* **WRITTEN PROBLEM**
Reproduce the lines in the stretch from "orange water bottle -> outlines" through "576L594 575L603 568L603", swapping "silver lapel insignia" for "gold lapel insignia" and leaving everything else unchanged.

* **EXTRACTED DATA**
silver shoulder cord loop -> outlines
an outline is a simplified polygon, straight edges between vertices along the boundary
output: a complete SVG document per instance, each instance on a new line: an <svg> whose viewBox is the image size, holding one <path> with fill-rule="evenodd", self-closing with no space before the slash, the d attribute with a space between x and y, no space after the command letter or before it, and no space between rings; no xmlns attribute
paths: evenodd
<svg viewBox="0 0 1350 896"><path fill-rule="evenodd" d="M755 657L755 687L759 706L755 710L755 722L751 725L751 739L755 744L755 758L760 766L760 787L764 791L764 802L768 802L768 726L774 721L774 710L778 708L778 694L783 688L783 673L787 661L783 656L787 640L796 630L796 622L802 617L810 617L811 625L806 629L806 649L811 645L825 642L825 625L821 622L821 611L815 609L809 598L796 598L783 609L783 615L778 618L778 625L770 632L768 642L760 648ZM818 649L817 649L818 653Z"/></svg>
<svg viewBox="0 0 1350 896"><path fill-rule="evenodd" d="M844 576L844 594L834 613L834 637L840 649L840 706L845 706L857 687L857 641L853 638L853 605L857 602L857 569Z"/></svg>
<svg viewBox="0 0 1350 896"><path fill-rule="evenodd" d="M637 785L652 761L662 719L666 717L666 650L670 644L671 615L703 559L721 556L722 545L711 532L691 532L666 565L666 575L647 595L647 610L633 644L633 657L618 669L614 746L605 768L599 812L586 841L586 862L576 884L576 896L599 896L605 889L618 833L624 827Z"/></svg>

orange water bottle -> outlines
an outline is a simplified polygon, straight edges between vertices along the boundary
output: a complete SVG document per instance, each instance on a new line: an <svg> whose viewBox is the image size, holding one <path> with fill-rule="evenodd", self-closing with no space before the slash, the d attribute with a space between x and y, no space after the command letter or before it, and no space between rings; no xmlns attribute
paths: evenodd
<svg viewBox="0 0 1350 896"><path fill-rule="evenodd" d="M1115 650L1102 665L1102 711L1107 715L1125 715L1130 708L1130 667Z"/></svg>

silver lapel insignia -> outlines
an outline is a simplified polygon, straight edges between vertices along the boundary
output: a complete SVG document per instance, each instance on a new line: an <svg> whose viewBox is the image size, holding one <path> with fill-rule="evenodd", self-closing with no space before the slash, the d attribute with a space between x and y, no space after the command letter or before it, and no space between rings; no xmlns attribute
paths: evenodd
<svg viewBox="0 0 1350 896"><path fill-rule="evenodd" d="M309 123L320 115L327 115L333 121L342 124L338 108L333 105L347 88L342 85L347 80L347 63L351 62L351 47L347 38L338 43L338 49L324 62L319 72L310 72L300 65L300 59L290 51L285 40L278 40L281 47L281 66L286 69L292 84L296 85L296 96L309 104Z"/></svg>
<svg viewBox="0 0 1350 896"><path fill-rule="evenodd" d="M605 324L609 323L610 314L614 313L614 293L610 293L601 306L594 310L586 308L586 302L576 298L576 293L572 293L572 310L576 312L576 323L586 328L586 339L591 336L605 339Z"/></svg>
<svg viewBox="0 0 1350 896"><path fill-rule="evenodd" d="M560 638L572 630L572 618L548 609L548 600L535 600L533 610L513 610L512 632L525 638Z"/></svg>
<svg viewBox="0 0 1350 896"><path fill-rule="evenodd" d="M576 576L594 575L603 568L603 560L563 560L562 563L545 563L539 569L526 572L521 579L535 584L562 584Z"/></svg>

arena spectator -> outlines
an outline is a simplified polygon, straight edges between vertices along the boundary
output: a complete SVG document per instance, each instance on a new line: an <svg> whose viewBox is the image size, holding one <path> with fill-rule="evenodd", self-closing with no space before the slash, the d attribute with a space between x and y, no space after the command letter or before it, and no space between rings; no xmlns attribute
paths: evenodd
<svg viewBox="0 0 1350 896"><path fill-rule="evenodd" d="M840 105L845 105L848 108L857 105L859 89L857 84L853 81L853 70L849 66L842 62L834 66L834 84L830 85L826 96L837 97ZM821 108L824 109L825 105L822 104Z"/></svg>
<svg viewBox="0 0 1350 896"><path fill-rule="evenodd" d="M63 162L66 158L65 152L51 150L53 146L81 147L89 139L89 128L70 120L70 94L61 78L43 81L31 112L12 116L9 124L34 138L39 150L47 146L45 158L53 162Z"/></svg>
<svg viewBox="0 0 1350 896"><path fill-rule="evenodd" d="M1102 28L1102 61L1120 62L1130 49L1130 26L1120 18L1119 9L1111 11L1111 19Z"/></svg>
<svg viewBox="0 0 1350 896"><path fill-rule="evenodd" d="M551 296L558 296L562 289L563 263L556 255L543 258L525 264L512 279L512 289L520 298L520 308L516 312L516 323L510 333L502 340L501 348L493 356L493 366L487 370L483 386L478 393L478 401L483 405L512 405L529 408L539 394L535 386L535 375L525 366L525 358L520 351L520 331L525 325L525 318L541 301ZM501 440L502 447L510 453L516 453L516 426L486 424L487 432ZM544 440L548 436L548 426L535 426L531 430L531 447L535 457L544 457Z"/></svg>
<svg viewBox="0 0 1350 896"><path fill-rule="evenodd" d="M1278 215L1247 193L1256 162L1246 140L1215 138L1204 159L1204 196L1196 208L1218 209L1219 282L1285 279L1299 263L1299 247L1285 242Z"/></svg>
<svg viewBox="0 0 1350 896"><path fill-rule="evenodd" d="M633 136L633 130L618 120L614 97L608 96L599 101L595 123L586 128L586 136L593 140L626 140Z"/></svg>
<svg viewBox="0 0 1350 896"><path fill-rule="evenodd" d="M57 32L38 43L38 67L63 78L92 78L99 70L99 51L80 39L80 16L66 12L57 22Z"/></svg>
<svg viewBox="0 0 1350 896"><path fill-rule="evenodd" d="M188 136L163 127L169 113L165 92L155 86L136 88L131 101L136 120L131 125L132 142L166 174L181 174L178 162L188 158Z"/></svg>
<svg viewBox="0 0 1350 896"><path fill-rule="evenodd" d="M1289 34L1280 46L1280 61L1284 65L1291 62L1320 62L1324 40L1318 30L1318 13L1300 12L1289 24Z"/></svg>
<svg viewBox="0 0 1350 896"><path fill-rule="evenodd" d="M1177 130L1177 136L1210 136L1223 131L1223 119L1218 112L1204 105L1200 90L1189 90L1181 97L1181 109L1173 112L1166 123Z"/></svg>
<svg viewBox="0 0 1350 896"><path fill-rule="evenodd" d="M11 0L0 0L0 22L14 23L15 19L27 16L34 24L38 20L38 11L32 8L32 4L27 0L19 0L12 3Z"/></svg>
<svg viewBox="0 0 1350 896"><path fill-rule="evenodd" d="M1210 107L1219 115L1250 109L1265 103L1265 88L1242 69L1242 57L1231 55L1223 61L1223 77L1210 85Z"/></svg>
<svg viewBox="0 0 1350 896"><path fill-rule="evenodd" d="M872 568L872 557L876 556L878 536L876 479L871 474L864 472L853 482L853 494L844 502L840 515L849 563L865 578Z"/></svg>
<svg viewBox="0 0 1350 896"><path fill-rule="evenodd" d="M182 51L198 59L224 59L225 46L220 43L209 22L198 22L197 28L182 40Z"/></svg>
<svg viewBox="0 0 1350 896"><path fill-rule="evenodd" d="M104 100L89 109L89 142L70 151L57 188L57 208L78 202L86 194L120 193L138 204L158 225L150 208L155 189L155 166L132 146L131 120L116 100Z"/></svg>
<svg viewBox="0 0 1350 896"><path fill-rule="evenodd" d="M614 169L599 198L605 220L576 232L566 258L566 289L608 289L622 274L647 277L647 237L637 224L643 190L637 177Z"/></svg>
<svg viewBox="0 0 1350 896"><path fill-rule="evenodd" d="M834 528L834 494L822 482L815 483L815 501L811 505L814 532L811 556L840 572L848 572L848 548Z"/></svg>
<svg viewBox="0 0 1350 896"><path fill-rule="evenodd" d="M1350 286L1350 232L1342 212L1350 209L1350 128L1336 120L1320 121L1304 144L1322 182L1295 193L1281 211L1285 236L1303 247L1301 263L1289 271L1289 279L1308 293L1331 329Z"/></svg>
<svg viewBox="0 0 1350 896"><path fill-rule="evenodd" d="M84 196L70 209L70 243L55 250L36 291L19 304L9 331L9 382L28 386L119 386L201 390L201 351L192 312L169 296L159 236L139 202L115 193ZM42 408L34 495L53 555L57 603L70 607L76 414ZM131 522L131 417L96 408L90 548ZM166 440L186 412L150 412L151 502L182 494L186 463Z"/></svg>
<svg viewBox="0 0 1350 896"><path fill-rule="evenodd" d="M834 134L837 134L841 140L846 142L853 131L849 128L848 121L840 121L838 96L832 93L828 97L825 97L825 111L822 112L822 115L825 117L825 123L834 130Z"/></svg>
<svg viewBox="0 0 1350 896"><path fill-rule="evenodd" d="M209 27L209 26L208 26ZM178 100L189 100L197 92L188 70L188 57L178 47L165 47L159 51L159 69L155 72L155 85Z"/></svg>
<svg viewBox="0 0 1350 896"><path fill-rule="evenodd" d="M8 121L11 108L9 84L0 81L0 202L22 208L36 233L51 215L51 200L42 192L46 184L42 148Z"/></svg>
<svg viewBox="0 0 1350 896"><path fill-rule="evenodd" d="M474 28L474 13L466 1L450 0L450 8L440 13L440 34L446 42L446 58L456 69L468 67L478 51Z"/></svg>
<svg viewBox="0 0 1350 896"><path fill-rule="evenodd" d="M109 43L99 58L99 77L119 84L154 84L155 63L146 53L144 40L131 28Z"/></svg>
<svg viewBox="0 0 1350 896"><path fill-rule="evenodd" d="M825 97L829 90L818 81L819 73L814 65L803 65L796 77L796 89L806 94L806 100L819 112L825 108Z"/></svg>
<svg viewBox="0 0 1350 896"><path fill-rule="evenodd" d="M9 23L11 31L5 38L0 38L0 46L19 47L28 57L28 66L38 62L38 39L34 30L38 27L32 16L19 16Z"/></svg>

* **THE ANSWER**
orange water bottle -> outlines
an outline is a simplified polygon, straight edges between vertices along the boundary
output: a complete SVG document per instance, each instance on a new line: an <svg> whose viewBox is the image size, holding one <path> with fill-rule="evenodd", self-closing with no space before the slash, the d attribute with a space between x and y, no space after the command letter or before it, and no space between rings; no xmlns attribute
paths: evenodd
<svg viewBox="0 0 1350 896"><path fill-rule="evenodd" d="M1115 650L1102 665L1102 711L1107 715L1125 715L1130 708L1130 667Z"/></svg>

gold lapel insignia -> outlines
an outline is a simplified polygon, straight edges between vertices along the boundary
output: a complete SVG document per instance, each instance on a new line: an <svg> whose viewBox is the image size, holding one <path> with fill-rule="evenodd", self-closing with no space before the slash, the d attribute with a space between x and y, no space after the command letter or before it, and no space between rings; no xmlns attribute
paths: evenodd
<svg viewBox="0 0 1350 896"><path fill-rule="evenodd" d="M309 123L320 115L327 115L333 121L342 124L338 108L333 105L347 88L342 85L347 80L347 63L351 62L351 47L347 38L338 43L338 49L324 62L319 72L310 72L300 65L300 59L290 51L285 40L278 40L281 47L281 66L286 69L292 84L296 85L296 96L309 104Z"/></svg>
<svg viewBox="0 0 1350 896"><path fill-rule="evenodd" d="M605 324L609 323L610 314L614 313L614 293L610 293L601 306L594 310L586 308L586 302L576 298L576 293L572 293L572 310L576 312L576 323L586 328L586 339L591 336L605 339Z"/></svg>
<svg viewBox="0 0 1350 896"><path fill-rule="evenodd" d="M560 638L572 630L572 618L548 609L548 600L535 600L533 610L513 610L512 632L525 638Z"/></svg>
<svg viewBox="0 0 1350 896"><path fill-rule="evenodd" d="M576 576L594 575L603 568L603 560L563 560L562 563L545 563L539 569L526 572L521 579L535 584L562 584Z"/></svg>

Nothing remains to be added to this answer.